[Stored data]
·····
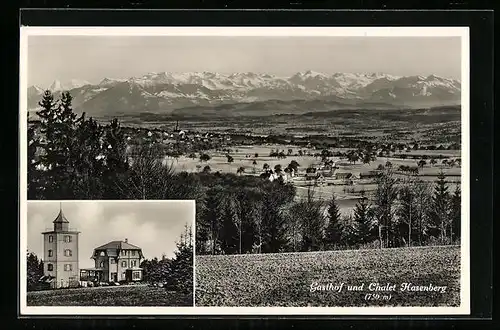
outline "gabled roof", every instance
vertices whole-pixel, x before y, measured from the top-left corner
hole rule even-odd
[[[141,250],[140,247],[132,245],[123,241],[112,241],[107,244],[101,245],[95,250],[107,250],[107,249],[118,249],[118,250]]]
[[[57,215],[55,220],[52,222],[53,223],[69,223],[68,219],[66,219],[66,217],[64,216],[64,213],[62,210],[59,210],[59,214]]]

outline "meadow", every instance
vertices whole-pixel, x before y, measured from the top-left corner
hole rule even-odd
[[[340,292],[311,290],[328,283],[345,285]],[[370,291],[370,283],[389,283],[395,290]],[[403,283],[446,290],[401,291]],[[363,290],[349,291],[348,285]],[[367,300],[367,293],[380,296]],[[196,306],[459,306],[460,247],[197,256],[195,301]]]
[[[321,157],[309,156],[307,154],[315,154],[320,152],[319,150],[300,148],[293,145],[253,145],[253,146],[235,146],[232,147],[232,152],[229,153],[231,157],[233,157],[234,161],[232,163],[228,163],[225,152],[208,150],[206,153],[211,157],[210,160],[206,162],[201,162],[199,158],[189,158],[187,156],[180,156],[177,159],[174,158],[165,158],[164,162],[171,164],[175,167],[177,171],[186,171],[186,172],[199,172],[203,169],[204,166],[210,166],[212,172],[220,171],[222,173],[236,173],[238,168],[243,167],[245,169],[245,174],[252,174],[255,170],[255,174],[260,174],[262,172],[262,166],[264,164],[268,164],[271,169],[276,165],[281,165],[285,168],[292,160],[295,160],[299,163],[299,172],[305,172],[305,169],[310,166],[319,165],[321,163]],[[287,153],[288,149],[292,149],[292,155],[287,156],[284,159],[277,159],[276,157],[270,157],[269,154],[273,150],[284,150]],[[303,156],[296,155],[298,150],[302,150],[304,152]],[[349,149],[345,148],[330,148],[331,151],[342,151],[346,152]],[[428,154],[428,155],[444,155],[447,157],[460,157],[460,150],[445,150],[442,152],[436,152],[433,150],[425,150],[425,151],[413,151],[409,152],[408,155],[411,154]],[[255,157],[255,154],[258,157]],[[342,162],[347,163],[347,161],[339,160],[336,157],[330,157],[334,162]],[[253,161],[256,161],[257,164],[253,164]],[[399,165],[408,165],[408,166],[416,166],[418,160],[415,159],[400,159],[395,157],[378,157],[375,161],[370,164],[362,164],[357,162],[355,164],[346,164],[339,166],[339,172],[350,171],[353,174],[359,175],[360,172],[366,172],[369,170],[374,170],[380,164],[385,164],[387,161],[393,163],[394,167]],[[421,171],[420,174],[425,176],[437,176],[439,174],[440,169],[446,172],[447,175],[460,175],[459,167],[444,167],[442,165],[427,165]]]
[[[193,306],[191,293],[147,285],[32,291],[28,306]]]

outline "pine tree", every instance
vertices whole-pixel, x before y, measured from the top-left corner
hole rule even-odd
[[[286,217],[281,209],[293,200],[295,196],[293,188],[293,186],[273,182],[263,195],[261,203],[261,251],[264,253],[281,252],[288,245]]]
[[[42,260],[38,260],[38,257],[34,253],[28,253],[26,255],[26,270],[27,290],[35,290],[38,281],[43,276]]]
[[[44,196],[46,198],[72,198],[74,164],[73,156],[75,129],[78,119],[71,107],[72,98],[67,92],[62,94],[61,102],[54,102],[50,91],[45,91],[37,112],[43,134],[43,155],[41,164],[44,172]]]
[[[335,194],[328,202],[328,224],[325,231],[325,242],[328,249],[333,249],[340,242],[342,234],[340,209]]]
[[[373,215],[371,205],[365,197],[364,192],[354,206],[354,223],[356,224],[356,241],[358,244],[366,244],[373,241]]]
[[[239,251],[239,218],[236,201],[232,196],[226,196],[222,214],[220,233],[221,248],[225,254],[236,254]]]
[[[399,221],[402,225],[404,231],[406,231],[406,235],[402,233],[402,239],[406,241],[407,246],[412,245],[412,236],[414,233],[412,232],[413,227],[415,227],[415,196],[413,192],[413,187],[410,185],[406,185],[400,189],[399,192],[399,201],[400,205],[398,208]],[[406,236],[406,238],[404,237]]]
[[[396,198],[396,180],[392,175],[392,170],[387,169],[385,173],[377,177],[374,201],[374,214],[381,248],[394,245],[394,202]]]
[[[415,196],[415,243],[422,246],[428,239],[429,206],[432,205],[432,186],[427,181],[416,180],[413,185]]]
[[[459,240],[462,229],[462,196],[460,185],[457,184],[453,196],[451,197],[451,237],[453,241]]]
[[[258,227],[257,218],[258,205],[262,199],[262,194],[258,189],[237,189],[235,192],[237,196],[238,206],[238,219],[240,220],[241,227],[239,239],[241,245],[241,252],[246,253],[252,251],[252,246],[258,241]]]
[[[28,199],[38,199],[39,197],[39,177],[40,173],[37,169],[38,161],[37,148],[39,146],[39,138],[36,136],[35,127],[28,127]]]
[[[323,201],[314,196],[314,188],[309,187],[305,201],[299,202],[296,215],[300,217],[302,229],[302,251],[323,249],[325,217]]]
[[[102,136],[103,128],[94,119],[81,117],[72,148],[76,197],[102,199],[104,196],[102,176],[105,158],[101,144]]]
[[[223,211],[222,200],[223,197],[220,187],[214,187],[208,190],[206,197],[203,199],[203,208],[200,210],[201,221],[196,224],[196,231],[201,233],[200,235],[196,235],[197,243],[198,239],[203,239],[205,237],[209,243],[206,252],[210,254],[216,254],[218,246],[220,246],[221,216]],[[202,252],[202,244],[199,245],[200,252]]]
[[[446,240],[447,229],[449,224],[450,210],[450,194],[448,192],[448,184],[443,171],[438,175],[438,180],[434,187],[434,196],[432,197],[431,219],[434,235],[439,236],[441,243]]]
[[[184,227],[177,251],[170,265],[166,289],[183,293],[193,292],[193,232],[188,225]]]
[[[59,115],[59,107],[57,102],[54,101],[54,96],[50,91],[45,91],[42,100],[38,103],[42,109],[37,112],[40,117],[40,133],[41,147],[43,152],[40,156],[40,164],[45,168],[43,175],[42,190],[44,197],[52,197],[54,191],[57,189],[57,181],[55,173],[57,171],[57,162],[60,161],[58,157],[57,146],[57,119]]]
[[[340,219],[342,231],[340,233],[340,244],[350,248],[357,243],[356,223],[351,215],[343,216]]]
[[[125,135],[117,119],[104,127],[102,140],[104,196],[117,198],[120,195],[117,182],[129,168]]]

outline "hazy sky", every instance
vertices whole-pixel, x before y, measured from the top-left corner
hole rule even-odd
[[[191,201],[126,201],[126,202],[62,202],[63,213],[70,227],[79,235],[80,267],[93,267],[90,259],[94,248],[115,240],[124,240],[142,248],[148,259],[162,253],[172,257],[175,242],[184,225],[194,222]],[[43,258],[43,236],[52,228],[59,213],[59,202],[28,202],[28,250]]]
[[[29,36],[28,84],[148,72],[383,72],[460,79],[460,37]]]

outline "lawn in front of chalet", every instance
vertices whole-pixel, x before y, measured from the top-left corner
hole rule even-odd
[[[193,306],[192,293],[148,285],[28,292],[28,306]]]

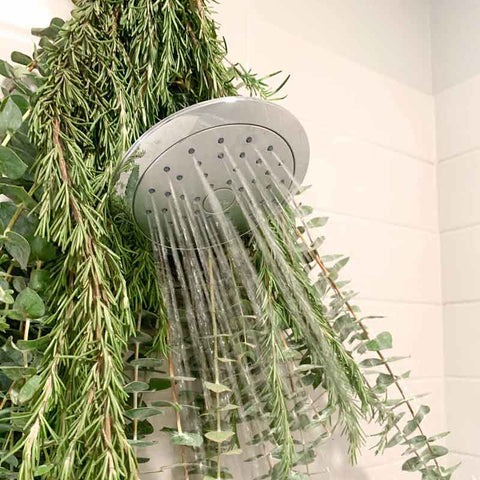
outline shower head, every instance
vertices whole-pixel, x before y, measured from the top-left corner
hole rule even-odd
[[[242,234],[248,223],[236,200],[239,179],[258,198],[274,178],[294,190],[308,160],[307,135],[289,111],[255,98],[226,97],[185,108],[142,135],[123,159],[115,191],[148,237],[152,217],[173,224],[174,209],[184,209],[185,217],[221,213]]]

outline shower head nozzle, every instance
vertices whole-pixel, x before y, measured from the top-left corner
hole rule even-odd
[[[242,184],[258,194],[278,179],[294,190],[308,160],[307,135],[288,110],[226,97],[185,108],[142,135],[123,159],[115,191],[148,237],[150,218],[172,222],[174,206],[186,214],[225,214],[244,233],[236,201]]]

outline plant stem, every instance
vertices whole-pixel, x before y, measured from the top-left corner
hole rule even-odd
[[[140,332],[142,328],[142,312],[137,314],[137,331]],[[140,356],[140,342],[135,342],[135,360],[138,360]],[[138,365],[135,365],[133,369],[133,381],[138,382]],[[138,392],[133,392],[133,408],[138,408]],[[138,418],[133,419],[133,440],[138,438]]]
[[[217,325],[217,314],[215,307],[215,283],[213,278],[213,258],[212,250],[208,251],[208,276],[210,283],[210,315],[212,318],[212,327],[213,327],[213,362],[215,369],[215,383],[220,383],[220,372],[218,366],[218,325]],[[216,397],[216,418],[217,418],[217,432],[222,431],[222,418],[220,413],[220,393],[215,392]],[[222,474],[222,465],[221,465],[221,455],[222,455],[222,446],[221,443],[218,443],[217,446],[217,479],[221,479]]]
[[[294,201],[294,204],[295,204],[295,207],[298,209],[298,204]],[[350,315],[352,316],[352,318],[355,320],[355,322],[359,325],[359,327],[361,328],[362,330],[362,333],[365,335],[365,338],[367,340],[370,340],[371,339],[371,336],[370,336],[370,333],[368,332],[368,329],[366,328],[366,326],[364,325],[364,323],[362,322],[362,319],[358,317],[358,315],[355,313],[355,310],[353,309],[352,305],[350,304],[350,302],[348,300],[345,299],[343,293],[341,292],[340,288],[338,287],[338,285],[336,284],[335,280],[333,280],[331,278],[331,276],[329,275],[329,272],[328,272],[328,269],[327,267],[325,266],[325,264],[323,263],[322,259],[320,258],[320,255],[314,251],[312,248],[311,248],[311,245],[313,244],[313,238],[312,236],[310,235],[310,231],[308,229],[308,225],[307,223],[303,220],[303,218],[301,219],[301,222],[302,222],[302,225],[305,229],[305,233],[308,235],[308,241],[307,239],[305,238],[305,235],[302,234],[302,232],[296,228],[296,234],[297,236],[300,238],[300,240],[302,241],[302,243],[305,245],[305,247],[307,248],[310,256],[314,259],[314,261],[317,263],[317,265],[320,267],[320,269],[322,270],[322,273],[323,275],[325,276],[325,278],[328,280],[330,286],[332,287],[333,291],[335,292],[335,295],[344,302],[345,304],[345,307],[347,308],[348,312],[350,313]],[[408,400],[407,396],[405,395],[405,392],[402,388],[402,386],[399,384],[398,382],[398,379],[397,377],[395,376],[395,374],[393,373],[393,370],[392,368],[390,367],[389,363],[387,362],[385,356],[383,355],[383,353],[380,351],[380,350],[377,350],[376,351],[378,357],[380,358],[380,360],[382,361],[383,365],[385,366],[385,368],[387,369],[387,372],[388,374],[391,376],[392,380],[393,380],[393,383],[395,384],[395,386],[397,387],[397,390],[399,391],[400,393],[400,396],[402,397],[402,400],[405,402],[405,405],[407,406],[408,408],[408,411],[410,412],[410,415],[412,416],[412,419],[413,421],[415,421],[416,423],[416,427],[420,433],[420,435],[422,436],[425,436],[424,432],[423,432],[423,428],[421,427],[421,425],[416,421],[416,417],[415,417],[415,410],[413,409],[413,406],[412,404],[410,403],[410,401]],[[427,444],[427,448],[430,452],[430,454],[434,456],[434,452],[432,450],[432,446],[430,444],[430,442],[427,440],[426,442]],[[418,455],[418,454],[417,454]],[[434,463],[435,463],[435,466],[436,468],[438,469],[438,471],[440,472],[440,465],[437,461],[436,458],[433,458],[434,460]]]
[[[26,341],[28,340],[28,333],[30,330],[30,319],[27,318],[25,320],[25,326],[23,329],[23,339]],[[22,352],[23,353],[23,366],[28,367],[28,352]]]
[[[167,344],[170,344],[170,334],[167,329]],[[177,422],[177,431],[178,433],[183,433],[183,428],[182,428],[182,419],[180,416],[180,410],[177,408],[178,406],[178,392],[177,392],[177,384],[175,382],[175,369],[173,366],[173,357],[172,357],[172,352],[169,350],[168,352],[168,373],[170,376],[170,383],[172,385],[172,401],[173,404],[175,405],[175,420]],[[187,452],[185,446],[182,446],[182,464],[183,464],[183,475],[185,477],[185,480],[189,480],[190,474],[188,473],[188,465],[187,465]]]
·····
* What you have to do
Retype only the lines above between the line with "outline shower head, every instance" and the line with "outline shower head nozzle, every instance", counting those two lines as well, and keep every character as it is.

* Exercise response
outline shower head, every instance
vertices whole-pixel, x before y, measured from the top-left corner
hole rule even-odd
[[[242,234],[248,223],[236,200],[239,179],[258,198],[274,178],[294,190],[308,160],[307,135],[289,111],[255,98],[226,97],[185,108],[142,135],[123,159],[115,191],[148,237],[152,217],[173,224],[174,209],[184,209],[185,217],[221,213]]]

outline shower head nozzle, every instance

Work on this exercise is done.